# [SET TASK]
Output exactly, please, the lines of the records below from the one containing "Spot the driver" through the final line.

+++ DATA LINES +++

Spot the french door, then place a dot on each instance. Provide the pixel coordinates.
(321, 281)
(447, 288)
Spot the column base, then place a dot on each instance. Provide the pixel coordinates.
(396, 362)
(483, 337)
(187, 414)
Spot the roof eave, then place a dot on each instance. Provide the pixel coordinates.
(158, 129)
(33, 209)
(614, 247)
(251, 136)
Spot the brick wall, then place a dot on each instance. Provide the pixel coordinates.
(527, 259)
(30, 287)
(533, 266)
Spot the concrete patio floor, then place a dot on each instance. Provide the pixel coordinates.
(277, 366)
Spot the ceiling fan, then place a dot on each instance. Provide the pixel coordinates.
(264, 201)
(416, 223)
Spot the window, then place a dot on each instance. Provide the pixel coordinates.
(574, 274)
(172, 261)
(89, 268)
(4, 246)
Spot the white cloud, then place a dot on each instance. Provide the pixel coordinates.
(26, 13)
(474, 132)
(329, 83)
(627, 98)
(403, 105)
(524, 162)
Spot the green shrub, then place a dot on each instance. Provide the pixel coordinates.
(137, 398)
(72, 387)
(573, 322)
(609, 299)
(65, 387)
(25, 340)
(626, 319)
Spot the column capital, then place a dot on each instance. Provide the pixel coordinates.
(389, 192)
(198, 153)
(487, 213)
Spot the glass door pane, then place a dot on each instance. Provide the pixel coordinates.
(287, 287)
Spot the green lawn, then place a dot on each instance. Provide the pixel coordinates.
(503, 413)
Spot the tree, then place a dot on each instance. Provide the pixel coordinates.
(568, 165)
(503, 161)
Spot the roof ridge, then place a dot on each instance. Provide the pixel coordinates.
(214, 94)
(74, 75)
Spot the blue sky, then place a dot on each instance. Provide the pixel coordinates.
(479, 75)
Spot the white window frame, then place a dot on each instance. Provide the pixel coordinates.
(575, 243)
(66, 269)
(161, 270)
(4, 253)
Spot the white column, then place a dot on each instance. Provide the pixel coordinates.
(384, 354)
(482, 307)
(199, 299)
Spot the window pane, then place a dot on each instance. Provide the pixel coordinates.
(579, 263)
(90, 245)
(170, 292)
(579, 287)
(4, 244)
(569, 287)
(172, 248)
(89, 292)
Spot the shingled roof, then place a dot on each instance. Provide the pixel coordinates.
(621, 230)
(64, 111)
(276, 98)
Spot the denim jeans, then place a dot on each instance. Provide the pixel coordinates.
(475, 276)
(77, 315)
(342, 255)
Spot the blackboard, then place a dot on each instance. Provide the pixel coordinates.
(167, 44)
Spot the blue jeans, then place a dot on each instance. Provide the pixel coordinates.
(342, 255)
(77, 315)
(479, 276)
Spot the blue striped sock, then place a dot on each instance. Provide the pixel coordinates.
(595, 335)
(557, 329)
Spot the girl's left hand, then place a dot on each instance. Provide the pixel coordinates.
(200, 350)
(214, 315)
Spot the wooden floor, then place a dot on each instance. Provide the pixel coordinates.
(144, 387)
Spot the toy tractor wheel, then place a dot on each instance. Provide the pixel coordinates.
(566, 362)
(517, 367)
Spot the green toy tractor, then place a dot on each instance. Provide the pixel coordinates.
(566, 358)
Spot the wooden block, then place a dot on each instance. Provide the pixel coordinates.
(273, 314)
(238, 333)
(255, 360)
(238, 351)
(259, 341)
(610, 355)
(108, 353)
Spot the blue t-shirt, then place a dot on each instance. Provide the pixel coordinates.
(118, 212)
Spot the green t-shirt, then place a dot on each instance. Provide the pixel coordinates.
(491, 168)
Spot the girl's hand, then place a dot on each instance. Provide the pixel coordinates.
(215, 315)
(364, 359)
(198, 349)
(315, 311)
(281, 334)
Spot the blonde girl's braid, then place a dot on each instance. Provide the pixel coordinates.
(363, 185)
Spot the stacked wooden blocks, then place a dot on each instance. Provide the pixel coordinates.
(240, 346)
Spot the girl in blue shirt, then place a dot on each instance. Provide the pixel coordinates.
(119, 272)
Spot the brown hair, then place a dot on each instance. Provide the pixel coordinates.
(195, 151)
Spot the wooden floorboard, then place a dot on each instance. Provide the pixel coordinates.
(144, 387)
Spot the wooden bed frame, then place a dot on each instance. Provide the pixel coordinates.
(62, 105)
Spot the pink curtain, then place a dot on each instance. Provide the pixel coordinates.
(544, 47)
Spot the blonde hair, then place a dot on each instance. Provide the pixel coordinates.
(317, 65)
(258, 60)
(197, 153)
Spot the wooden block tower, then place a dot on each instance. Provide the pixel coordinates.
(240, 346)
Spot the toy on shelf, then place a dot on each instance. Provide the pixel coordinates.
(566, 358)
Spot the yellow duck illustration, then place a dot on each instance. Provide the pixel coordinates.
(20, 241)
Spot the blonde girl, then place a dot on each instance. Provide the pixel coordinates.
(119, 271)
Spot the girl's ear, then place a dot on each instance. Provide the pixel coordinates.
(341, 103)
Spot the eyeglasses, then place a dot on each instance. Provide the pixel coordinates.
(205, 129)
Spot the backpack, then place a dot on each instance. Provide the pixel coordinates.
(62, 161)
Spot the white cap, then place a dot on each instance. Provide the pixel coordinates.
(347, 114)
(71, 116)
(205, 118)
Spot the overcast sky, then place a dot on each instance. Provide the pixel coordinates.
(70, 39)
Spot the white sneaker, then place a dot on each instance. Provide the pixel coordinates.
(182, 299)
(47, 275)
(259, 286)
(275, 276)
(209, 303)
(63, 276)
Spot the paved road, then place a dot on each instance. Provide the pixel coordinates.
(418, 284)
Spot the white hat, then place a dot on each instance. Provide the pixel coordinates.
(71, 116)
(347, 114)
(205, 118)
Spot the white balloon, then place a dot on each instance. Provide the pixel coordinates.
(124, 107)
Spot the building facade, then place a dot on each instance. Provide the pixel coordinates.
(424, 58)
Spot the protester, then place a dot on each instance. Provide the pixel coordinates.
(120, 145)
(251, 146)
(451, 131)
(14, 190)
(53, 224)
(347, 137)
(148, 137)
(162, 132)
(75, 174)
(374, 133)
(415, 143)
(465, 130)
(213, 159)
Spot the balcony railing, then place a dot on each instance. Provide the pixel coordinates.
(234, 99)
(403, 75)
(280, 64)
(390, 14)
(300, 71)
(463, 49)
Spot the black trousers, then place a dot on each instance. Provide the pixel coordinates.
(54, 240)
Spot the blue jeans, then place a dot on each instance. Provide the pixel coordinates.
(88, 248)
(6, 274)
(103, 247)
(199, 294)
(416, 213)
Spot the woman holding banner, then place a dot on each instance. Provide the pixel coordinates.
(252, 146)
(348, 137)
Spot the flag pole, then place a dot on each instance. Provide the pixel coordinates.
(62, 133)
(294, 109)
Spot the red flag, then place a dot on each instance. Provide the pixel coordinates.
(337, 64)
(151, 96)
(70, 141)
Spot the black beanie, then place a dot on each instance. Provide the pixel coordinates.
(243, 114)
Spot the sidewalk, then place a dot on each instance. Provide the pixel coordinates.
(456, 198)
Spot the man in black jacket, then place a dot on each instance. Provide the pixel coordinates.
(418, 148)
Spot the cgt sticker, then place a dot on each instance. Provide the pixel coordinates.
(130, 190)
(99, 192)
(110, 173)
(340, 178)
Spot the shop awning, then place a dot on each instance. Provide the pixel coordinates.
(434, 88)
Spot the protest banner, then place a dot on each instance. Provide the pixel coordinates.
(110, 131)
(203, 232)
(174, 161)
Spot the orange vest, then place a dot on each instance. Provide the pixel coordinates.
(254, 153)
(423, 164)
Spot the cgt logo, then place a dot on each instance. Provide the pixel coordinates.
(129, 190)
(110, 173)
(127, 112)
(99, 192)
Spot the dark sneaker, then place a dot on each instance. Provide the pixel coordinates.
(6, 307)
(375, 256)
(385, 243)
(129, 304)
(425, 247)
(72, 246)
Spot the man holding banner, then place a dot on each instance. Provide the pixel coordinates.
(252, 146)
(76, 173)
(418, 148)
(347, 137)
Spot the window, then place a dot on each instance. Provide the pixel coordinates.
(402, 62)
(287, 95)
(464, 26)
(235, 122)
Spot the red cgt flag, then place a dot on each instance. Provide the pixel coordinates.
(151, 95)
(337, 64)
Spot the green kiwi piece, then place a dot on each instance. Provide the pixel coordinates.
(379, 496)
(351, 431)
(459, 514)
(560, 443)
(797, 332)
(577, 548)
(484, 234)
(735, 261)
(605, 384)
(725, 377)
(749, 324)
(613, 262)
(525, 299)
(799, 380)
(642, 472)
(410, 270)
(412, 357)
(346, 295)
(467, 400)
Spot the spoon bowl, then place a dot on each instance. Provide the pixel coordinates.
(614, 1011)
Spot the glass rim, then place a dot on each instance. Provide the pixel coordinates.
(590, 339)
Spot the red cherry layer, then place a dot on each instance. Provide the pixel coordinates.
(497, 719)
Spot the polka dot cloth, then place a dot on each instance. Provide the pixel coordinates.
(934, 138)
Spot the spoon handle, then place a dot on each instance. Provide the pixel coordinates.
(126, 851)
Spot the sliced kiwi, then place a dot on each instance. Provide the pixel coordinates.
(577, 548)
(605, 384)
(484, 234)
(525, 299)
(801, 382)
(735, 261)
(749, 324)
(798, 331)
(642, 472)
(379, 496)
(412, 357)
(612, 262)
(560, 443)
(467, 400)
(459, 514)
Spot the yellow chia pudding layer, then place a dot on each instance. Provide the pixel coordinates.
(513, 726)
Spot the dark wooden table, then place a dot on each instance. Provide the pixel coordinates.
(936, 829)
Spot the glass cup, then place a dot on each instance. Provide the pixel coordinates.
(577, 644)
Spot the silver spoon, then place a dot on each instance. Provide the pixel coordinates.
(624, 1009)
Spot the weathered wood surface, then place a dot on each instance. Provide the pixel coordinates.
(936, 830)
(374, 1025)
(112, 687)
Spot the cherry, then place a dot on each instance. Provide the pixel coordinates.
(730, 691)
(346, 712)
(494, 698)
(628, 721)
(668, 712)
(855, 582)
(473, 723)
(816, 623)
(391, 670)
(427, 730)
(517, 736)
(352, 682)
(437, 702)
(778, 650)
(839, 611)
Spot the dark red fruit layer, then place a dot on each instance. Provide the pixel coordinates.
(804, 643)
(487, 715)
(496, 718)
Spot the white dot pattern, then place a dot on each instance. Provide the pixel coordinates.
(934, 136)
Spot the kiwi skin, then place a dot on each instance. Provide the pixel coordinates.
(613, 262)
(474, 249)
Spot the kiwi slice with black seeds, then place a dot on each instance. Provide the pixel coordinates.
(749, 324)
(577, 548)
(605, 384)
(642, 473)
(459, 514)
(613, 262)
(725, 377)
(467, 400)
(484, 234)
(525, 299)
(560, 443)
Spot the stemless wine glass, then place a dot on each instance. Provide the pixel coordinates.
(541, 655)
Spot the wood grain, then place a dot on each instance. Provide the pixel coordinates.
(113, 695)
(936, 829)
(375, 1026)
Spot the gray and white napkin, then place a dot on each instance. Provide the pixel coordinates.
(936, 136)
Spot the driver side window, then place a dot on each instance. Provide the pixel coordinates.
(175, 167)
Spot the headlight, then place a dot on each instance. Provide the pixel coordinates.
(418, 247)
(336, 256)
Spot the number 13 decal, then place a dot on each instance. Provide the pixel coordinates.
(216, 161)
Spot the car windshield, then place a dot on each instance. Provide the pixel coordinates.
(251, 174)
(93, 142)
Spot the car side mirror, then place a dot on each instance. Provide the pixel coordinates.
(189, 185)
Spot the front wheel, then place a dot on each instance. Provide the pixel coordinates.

+++

# [THE RESPONSE]
Spot the driver side window, then place a dot on each instance. Provide the pixel coordinates.
(175, 167)
Spot the headlight, then place a dot on each instance. Provide the pixel coordinates.
(418, 247)
(336, 256)
Spot the number 13 decal, then place a dot on each instance. Provide the pixel coordinates.
(216, 161)
Spot the car windshield, then place a dot on each instance. Provide the pixel coordinates.
(251, 174)
(93, 142)
Spot the car side mirror, then place a dot on each instance. Provide the pixel coordinates.
(189, 185)
Spot the front wheel, then place a dot on each instance. Provide the pixel coordinates.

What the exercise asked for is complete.